Újpalota is a panel housing estate in the 15th district of Budapest, Hungary.

==History==

In 1969, a new panel housing estate was founded on the northeastern border of Budapest, in a wheat field and a former cemetery, near the Szilas-patak (Szilas Brook), commemorating the 50th anniversary of the Hungarian Soviet Republic (1919). It was named Újpalota (literally "Newcastle") after the adjacent village of Palota ("Castle"), which initially became a suburb of the Hungarian capital, and later part of Greater Budapest.

104 panel buildings (5, 7, 11, 13 and 15-storey blocks) were planned for the area, containing 14,105 flats with an average floor space of 52.6 m2 (including one-, two-, three- and four-bedroom apartements). According to Tibor Tenke, the architect of the housing estate, the original plan was revised to increase the number of flats to 15,560. Construction was by the BHK III. (3rd Housing Factory of Budapest) using Soviet-Hungarian technology, and was completed in 1978.

Assignment 1: List every storey height given for the panel blocks planned in the Újpalota text.
Assignment 2: According to the Újpalota text, who carried out the construction of the housing estate?
Assignment 3: Continue the Újpalota text after its final sentence.

Data listing:
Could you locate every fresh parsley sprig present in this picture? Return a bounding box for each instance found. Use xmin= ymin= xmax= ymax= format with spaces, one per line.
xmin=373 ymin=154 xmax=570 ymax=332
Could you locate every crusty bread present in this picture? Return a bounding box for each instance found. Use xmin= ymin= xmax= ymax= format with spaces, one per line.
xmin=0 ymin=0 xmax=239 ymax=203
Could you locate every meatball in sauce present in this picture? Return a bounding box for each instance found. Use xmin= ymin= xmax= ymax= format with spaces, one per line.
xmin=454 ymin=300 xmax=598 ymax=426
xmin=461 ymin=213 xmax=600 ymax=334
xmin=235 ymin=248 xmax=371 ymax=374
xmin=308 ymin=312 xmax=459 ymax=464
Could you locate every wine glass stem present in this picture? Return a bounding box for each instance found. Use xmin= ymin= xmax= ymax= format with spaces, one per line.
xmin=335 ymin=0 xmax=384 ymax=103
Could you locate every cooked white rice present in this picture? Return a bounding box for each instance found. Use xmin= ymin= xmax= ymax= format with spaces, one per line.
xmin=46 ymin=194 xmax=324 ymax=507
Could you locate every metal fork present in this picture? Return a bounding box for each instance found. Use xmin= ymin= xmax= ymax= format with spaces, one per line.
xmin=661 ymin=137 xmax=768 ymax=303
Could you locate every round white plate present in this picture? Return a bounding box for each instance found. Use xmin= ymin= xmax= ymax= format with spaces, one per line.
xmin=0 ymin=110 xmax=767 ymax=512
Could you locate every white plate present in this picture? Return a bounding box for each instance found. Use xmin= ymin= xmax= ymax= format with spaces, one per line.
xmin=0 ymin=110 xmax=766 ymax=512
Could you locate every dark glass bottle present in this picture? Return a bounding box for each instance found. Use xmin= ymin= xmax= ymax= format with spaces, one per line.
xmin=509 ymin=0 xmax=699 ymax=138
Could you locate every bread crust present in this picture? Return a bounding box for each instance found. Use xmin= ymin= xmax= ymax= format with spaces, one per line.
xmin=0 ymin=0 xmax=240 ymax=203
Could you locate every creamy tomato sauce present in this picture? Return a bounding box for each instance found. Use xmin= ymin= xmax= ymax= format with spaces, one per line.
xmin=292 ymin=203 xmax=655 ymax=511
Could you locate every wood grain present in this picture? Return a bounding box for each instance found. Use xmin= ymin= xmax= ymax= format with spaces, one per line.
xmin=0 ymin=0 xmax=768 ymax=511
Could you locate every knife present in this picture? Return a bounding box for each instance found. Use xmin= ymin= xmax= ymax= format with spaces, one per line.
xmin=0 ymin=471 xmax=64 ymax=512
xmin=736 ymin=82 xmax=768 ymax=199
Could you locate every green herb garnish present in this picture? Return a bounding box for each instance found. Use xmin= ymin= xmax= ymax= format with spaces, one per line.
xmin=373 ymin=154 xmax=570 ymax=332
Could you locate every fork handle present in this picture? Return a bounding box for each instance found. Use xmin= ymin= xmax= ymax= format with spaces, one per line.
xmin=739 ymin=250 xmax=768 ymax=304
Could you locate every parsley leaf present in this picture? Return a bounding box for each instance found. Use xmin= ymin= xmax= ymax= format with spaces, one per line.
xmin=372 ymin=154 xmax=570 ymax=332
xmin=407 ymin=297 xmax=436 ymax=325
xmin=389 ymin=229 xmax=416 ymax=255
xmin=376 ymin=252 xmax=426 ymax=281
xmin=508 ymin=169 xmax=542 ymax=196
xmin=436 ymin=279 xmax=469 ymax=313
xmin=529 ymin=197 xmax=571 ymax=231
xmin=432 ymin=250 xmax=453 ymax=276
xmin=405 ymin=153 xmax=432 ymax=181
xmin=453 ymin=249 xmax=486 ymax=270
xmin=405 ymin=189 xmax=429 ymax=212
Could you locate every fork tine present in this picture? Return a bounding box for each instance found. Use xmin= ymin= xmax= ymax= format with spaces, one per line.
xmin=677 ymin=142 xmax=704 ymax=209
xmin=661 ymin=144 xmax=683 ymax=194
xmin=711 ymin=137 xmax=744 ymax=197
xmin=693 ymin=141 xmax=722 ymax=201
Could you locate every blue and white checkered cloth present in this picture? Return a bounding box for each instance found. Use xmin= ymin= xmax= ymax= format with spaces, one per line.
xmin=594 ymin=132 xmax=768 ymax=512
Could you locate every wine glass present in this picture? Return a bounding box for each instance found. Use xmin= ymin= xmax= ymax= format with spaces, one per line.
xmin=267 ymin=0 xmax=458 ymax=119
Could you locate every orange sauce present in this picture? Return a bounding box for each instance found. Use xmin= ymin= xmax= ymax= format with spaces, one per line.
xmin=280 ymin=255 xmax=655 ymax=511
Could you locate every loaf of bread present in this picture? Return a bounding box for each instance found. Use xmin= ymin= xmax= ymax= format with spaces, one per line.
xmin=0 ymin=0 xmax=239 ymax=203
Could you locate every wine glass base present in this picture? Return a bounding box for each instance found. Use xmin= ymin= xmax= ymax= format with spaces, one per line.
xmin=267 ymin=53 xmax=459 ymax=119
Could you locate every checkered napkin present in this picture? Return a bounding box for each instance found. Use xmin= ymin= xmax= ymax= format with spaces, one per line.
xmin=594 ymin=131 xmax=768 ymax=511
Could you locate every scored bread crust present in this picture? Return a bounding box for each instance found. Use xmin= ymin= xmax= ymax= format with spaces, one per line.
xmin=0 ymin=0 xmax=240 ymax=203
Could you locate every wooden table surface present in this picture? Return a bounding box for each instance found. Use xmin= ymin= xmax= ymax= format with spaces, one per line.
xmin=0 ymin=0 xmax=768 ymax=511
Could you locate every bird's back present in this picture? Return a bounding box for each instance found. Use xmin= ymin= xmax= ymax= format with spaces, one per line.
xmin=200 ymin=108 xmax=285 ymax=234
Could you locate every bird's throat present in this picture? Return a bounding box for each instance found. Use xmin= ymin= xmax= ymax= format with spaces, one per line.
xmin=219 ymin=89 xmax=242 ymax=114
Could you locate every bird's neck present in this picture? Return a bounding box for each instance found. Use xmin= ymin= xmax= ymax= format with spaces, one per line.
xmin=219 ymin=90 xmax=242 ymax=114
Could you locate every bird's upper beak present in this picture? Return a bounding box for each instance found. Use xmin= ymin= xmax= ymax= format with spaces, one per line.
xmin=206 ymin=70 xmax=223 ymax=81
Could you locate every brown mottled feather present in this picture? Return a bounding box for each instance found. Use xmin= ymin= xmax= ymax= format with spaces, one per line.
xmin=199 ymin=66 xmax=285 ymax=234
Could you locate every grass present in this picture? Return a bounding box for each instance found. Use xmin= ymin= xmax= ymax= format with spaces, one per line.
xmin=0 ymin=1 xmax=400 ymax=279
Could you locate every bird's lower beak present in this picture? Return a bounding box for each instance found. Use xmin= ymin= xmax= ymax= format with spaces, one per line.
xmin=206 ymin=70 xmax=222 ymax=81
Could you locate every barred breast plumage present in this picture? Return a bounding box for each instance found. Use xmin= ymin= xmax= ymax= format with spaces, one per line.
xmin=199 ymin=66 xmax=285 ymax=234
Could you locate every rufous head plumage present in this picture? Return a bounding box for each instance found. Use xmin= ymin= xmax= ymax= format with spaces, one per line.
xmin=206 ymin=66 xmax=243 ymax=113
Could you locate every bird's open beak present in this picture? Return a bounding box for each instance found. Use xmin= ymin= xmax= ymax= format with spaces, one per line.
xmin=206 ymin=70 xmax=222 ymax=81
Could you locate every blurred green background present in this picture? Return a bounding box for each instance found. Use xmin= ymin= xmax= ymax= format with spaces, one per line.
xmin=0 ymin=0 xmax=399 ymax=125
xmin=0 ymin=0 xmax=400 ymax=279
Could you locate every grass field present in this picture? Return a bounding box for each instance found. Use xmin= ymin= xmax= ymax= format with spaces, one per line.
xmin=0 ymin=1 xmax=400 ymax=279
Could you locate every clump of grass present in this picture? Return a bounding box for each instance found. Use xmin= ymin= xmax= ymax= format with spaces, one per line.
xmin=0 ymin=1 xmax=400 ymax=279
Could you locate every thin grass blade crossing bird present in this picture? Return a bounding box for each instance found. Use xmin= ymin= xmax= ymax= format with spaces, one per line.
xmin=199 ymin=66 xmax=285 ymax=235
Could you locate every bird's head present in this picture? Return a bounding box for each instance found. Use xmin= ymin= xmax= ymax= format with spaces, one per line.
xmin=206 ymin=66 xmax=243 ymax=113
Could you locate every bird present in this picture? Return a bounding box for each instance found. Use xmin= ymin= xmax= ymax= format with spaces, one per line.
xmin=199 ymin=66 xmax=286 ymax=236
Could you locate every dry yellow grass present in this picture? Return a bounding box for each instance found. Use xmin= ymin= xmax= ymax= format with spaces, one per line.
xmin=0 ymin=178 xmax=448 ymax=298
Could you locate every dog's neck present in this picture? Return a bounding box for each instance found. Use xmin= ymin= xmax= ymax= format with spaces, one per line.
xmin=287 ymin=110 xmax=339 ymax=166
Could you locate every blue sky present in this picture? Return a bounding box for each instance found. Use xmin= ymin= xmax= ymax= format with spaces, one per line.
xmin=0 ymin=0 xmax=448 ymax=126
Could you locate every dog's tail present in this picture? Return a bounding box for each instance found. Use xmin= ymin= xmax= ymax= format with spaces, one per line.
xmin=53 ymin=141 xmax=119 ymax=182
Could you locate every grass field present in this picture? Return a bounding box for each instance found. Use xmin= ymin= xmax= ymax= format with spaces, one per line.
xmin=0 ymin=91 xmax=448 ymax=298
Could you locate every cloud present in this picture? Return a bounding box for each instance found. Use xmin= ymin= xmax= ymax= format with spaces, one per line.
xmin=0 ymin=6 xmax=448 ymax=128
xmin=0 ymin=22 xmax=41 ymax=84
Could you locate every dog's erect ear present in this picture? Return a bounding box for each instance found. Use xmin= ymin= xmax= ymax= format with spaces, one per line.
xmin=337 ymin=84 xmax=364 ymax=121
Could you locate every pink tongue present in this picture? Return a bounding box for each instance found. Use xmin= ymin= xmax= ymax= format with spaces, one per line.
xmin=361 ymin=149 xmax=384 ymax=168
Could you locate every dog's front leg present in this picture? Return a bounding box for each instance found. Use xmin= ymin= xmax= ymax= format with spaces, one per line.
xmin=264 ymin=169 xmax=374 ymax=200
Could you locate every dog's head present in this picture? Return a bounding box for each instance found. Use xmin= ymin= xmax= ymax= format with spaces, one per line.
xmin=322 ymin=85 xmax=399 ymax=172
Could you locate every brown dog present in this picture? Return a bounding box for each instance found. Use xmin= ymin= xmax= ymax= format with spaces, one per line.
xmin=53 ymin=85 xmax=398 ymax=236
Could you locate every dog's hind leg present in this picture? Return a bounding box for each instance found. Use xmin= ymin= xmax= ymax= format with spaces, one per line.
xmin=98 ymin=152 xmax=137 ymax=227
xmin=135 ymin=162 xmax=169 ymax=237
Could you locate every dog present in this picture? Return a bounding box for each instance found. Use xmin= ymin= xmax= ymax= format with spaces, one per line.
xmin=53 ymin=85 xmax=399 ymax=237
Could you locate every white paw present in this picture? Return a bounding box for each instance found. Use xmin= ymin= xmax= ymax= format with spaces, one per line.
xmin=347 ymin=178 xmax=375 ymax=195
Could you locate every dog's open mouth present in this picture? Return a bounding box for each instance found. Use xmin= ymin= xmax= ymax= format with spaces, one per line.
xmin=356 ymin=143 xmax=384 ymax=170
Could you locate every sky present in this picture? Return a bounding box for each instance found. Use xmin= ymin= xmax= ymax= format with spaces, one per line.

Expected answer 1: 5, 7, 11, 13 and 15 storeys

Expected answer 2: The BHK III. (3rd Housing Factory of Budapest)

Expected answer 3:
==Demographics==

In the late 1970s, Újpalota had 60,000 inhabitants from all over the country, but mostly from the poor neighbourhoods of Budapest (Józsefváros, Kőbánya, Újpest, Kispest, Angyalföld), where the slum housing was demolished. Újpalota provided these poor families with a large improvement in living conditions, including district heating, piped hot water and flush toilets. According to a 1975 survey, 70% of householders were considered to be "workers", and only 12% had passed the maturity exam (érettségi vizsga), a complex exam at the end of high school in Hungary). 21% of couples raised 1 child, 46% two children and 19% three children.

According to the 2011 census, Újpalota had 33,557 inhabitants, a significant decrease since the late 1970s.